** start of Material to process **

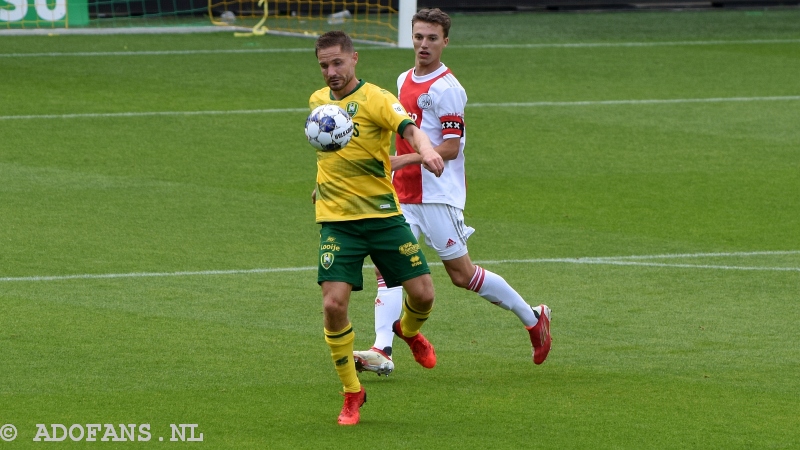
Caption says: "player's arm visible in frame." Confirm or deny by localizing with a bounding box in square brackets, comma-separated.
[389, 138, 461, 171]
[400, 122, 444, 177]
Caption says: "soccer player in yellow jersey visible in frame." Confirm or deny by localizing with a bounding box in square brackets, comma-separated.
[309, 31, 444, 425]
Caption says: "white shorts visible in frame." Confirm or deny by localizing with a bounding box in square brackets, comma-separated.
[401, 203, 475, 261]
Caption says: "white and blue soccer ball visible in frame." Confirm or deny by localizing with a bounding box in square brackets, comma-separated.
[306, 104, 353, 152]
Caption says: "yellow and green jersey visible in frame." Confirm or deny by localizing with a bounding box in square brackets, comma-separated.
[308, 80, 413, 223]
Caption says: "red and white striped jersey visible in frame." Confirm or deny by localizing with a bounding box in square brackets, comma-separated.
[392, 64, 467, 209]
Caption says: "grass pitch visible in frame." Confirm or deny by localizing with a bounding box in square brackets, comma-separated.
[0, 10, 800, 449]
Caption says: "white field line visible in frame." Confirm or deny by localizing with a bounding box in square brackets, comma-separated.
[0, 39, 800, 58]
[0, 95, 800, 120]
[0, 250, 800, 282]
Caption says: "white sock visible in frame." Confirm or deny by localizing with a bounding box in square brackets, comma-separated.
[374, 278, 403, 356]
[467, 266, 539, 327]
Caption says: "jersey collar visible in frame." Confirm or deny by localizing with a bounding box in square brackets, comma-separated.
[328, 78, 367, 102]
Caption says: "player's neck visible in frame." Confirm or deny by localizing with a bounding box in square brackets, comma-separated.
[414, 60, 442, 77]
[331, 77, 361, 100]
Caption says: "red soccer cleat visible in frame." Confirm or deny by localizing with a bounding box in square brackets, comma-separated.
[525, 305, 553, 364]
[392, 320, 436, 369]
[339, 386, 367, 425]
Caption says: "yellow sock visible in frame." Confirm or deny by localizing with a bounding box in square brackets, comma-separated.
[325, 323, 361, 392]
[400, 297, 433, 337]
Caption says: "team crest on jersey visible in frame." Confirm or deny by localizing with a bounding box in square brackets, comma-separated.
[344, 102, 358, 117]
[319, 252, 333, 270]
[417, 92, 433, 110]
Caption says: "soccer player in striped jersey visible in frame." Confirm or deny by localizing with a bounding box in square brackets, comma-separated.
[309, 31, 444, 425]
[354, 8, 551, 375]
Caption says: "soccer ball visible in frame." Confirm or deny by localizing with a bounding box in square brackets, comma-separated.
[306, 105, 353, 152]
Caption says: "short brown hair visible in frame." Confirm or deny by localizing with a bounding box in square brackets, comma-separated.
[314, 30, 355, 55]
[411, 8, 450, 37]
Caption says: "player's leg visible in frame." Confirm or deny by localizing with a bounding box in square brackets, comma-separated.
[373, 268, 403, 356]
[371, 216, 436, 368]
[409, 203, 550, 364]
[442, 254, 552, 364]
[393, 274, 436, 369]
[442, 253, 539, 327]
[317, 224, 367, 425]
[353, 206, 420, 376]
[353, 268, 403, 376]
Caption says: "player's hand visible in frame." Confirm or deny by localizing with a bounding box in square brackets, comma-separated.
[419, 148, 444, 177]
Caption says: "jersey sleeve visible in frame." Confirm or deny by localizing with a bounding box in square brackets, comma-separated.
[436, 86, 467, 139]
[377, 90, 413, 134]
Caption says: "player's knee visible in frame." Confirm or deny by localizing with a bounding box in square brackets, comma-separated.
[406, 276, 436, 311]
[450, 272, 472, 289]
[322, 297, 347, 317]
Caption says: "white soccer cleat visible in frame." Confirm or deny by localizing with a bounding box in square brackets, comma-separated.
[353, 347, 394, 376]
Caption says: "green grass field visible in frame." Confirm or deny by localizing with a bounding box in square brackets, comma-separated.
[0, 9, 800, 450]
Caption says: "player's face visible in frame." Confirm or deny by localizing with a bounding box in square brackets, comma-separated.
[317, 46, 358, 98]
[411, 22, 450, 75]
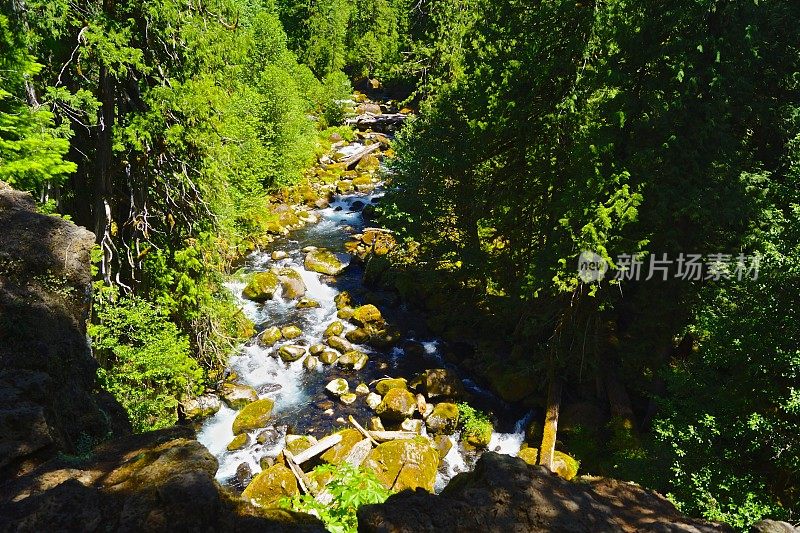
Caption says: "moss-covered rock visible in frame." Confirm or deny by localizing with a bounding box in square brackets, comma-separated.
[242, 464, 298, 507]
[375, 378, 408, 396]
[425, 403, 458, 435]
[286, 435, 317, 455]
[320, 428, 364, 465]
[295, 296, 320, 309]
[337, 350, 369, 370]
[281, 324, 303, 340]
[339, 392, 358, 405]
[333, 291, 353, 309]
[433, 435, 453, 459]
[322, 320, 344, 338]
[319, 349, 339, 365]
[375, 388, 417, 422]
[242, 271, 280, 302]
[517, 448, 539, 466]
[421, 368, 465, 398]
[181, 394, 222, 420]
[233, 398, 275, 435]
[303, 248, 347, 276]
[259, 326, 283, 346]
[277, 268, 306, 300]
[227, 433, 250, 452]
[278, 344, 306, 363]
[362, 437, 439, 491]
[325, 378, 350, 396]
[303, 355, 319, 372]
[220, 383, 258, 409]
[352, 304, 383, 326]
[325, 335, 353, 353]
[364, 392, 383, 411]
[344, 328, 369, 344]
[553, 451, 580, 481]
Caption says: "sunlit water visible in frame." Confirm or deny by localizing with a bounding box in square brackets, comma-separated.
[198, 170, 530, 492]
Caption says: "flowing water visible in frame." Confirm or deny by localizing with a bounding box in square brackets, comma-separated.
[198, 150, 530, 491]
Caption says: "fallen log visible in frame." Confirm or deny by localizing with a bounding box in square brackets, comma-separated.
[341, 143, 381, 170]
[294, 433, 342, 465]
[347, 415, 378, 446]
[369, 431, 418, 442]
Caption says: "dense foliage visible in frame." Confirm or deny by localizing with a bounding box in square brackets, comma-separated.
[283, 463, 390, 533]
[0, 0, 350, 429]
[385, 0, 800, 527]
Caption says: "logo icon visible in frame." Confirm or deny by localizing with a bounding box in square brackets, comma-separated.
[578, 250, 608, 283]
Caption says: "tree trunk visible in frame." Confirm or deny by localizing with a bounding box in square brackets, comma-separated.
[539, 378, 561, 471]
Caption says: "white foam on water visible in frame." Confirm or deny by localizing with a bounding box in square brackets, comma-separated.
[488, 413, 533, 456]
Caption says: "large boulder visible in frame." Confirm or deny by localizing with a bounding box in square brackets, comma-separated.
[358, 448, 732, 533]
[242, 464, 299, 507]
[362, 437, 439, 491]
[0, 426, 325, 533]
[375, 388, 417, 422]
[220, 383, 258, 409]
[0, 182, 130, 470]
[375, 378, 408, 396]
[425, 403, 458, 435]
[277, 268, 306, 300]
[351, 304, 383, 326]
[232, 398, 275, 435]
[278, 344, 306, 363]
[420, 368, 464, 398]
[303, 248, 347, 276]
[242, 271, 280, 302]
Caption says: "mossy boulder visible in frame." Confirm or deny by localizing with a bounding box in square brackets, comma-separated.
[325, 335, 353, 353]
[242, 464, 298, 507]
[322, 320, 344, 338]
[286, 435, 317, 455]
[259, 326, 283, 346]
[319, 349, 339, 365]
[325, 378, 350, 396]
[295, 296, 320, 309]
[277, 268, 306, 300]
[281, 324, 303, 340]
[352, 304, 383, 326]
[375, 388, 417, 422]
[420, 368, 465, 398]
[233, 398, 275, 435]
[375, 378, 408, 396]
[333, 291, 353, 309]
[362, 437, 439, 492]
[339, 392, 358, 405]
[303, 248, 347, 276]
[181, 394, 222, 420]
[553, 451, 580, 481]
[227, 433, 250, 452]
[242, 271, 280, 302]
[337, 350, 369, 370]
[278, 344, 306, 363]
[425, 403, 458, 435]
[517, 448, 539, 466]
[344, 328, 369, 344]
[220, 383, 258, 409]
[320, 428, 364, 465]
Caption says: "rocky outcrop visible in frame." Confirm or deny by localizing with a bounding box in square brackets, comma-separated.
[0, 182, 129, 472]
[0, 427, 325, 532]
[358, 452, 731, 533]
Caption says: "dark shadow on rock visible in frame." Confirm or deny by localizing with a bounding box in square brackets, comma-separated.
[358, 452, 729, 533]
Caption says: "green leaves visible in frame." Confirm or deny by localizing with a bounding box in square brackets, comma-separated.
[282, 462, 391, 533]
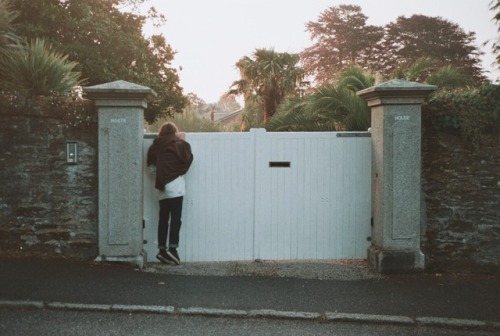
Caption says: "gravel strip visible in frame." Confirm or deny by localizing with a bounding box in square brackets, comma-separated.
[143, 260, 383, 281]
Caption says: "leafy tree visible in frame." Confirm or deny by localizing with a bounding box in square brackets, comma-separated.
[13, 0, 187, 122]
[228, 49, 304, 124]
[391, 57, 472, 89]
[381, 15, 485, 84]
[301, 5, 383, 85]
[301, 5, 485, 85]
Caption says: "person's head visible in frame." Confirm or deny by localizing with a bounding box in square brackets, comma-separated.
[158, 121, 179, 136]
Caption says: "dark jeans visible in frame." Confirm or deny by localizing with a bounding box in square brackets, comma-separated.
[158, 196, 183, 249]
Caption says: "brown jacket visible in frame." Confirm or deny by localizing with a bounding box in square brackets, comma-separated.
[147, 134, 193, 191]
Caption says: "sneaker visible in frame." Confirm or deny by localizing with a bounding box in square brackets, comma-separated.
[166, 249, 181, 265]
[156, 250, 172, 264]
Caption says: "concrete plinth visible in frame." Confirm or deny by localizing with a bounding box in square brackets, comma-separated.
[84, 81, 156, 267]
[358, 80, 436, 273]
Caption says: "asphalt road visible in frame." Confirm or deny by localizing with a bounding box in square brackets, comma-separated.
[0, 309, 499, 336]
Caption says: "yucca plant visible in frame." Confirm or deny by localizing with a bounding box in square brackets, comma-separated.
[0, 0, 20, 48]
[0, 39, 82, 98]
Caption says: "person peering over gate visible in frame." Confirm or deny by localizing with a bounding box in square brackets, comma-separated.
[147, 122, 193, 265]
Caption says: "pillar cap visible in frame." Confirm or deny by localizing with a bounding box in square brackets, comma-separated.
[83, 80, 157, 100]
[356, 79, 437, 101]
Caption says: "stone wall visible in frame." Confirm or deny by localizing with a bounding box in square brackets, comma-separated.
[0, 96, 500, 272]
[422, 114, 500, 273]
[0, 96, 98, 258]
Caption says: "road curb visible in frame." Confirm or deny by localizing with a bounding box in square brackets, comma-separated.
[0, 300, 500, 330]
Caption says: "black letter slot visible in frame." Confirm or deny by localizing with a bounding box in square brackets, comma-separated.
[269, 161, 290, 168]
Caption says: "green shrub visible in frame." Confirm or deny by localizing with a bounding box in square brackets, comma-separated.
[424, 83, 500, 145]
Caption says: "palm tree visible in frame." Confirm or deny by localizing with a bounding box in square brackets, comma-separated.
[266, 58, 472, 131]
[0, 0, 19, 52]
[228, 49, 304, 124]
[0, 39, 81, 98]
[266, 66, 375, 131]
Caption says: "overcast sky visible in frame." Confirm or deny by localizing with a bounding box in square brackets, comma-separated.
[145, 0, 500, 103]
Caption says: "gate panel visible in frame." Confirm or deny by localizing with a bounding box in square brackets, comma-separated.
[255, 133, 371, 260]
[144, 130, 371, 261]
[144, 133, 255, 261]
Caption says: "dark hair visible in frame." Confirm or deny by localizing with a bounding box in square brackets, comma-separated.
[158, 121, 179, 136]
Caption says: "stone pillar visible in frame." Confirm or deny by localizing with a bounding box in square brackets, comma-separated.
[357, 80, 436, 273]
[84, 81, 156, 267]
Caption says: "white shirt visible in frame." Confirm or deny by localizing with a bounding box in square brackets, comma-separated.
[158, 175, 186, 199]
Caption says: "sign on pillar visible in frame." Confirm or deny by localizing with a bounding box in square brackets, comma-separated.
[84, 81, 156, 267]
[357, 80, 436, 273]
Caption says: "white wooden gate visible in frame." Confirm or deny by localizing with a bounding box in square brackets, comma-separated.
[144, 129, 371, 261]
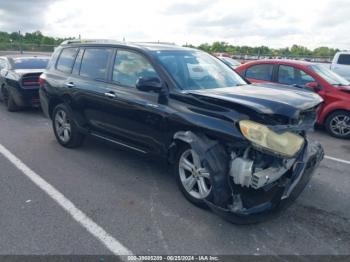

** end of Material to process **

(Direction) Pull out every line of the entries above that contains the word "stone".

(Result)
Caption says: "stone wall visible in frame." Confirm or deny by localizing with a bounding box in square brackets, comma-separated.
Caption says: "stone pillar visible in frame." Confirm or deny by localizing with a bounding box in square brackets, comma-separated.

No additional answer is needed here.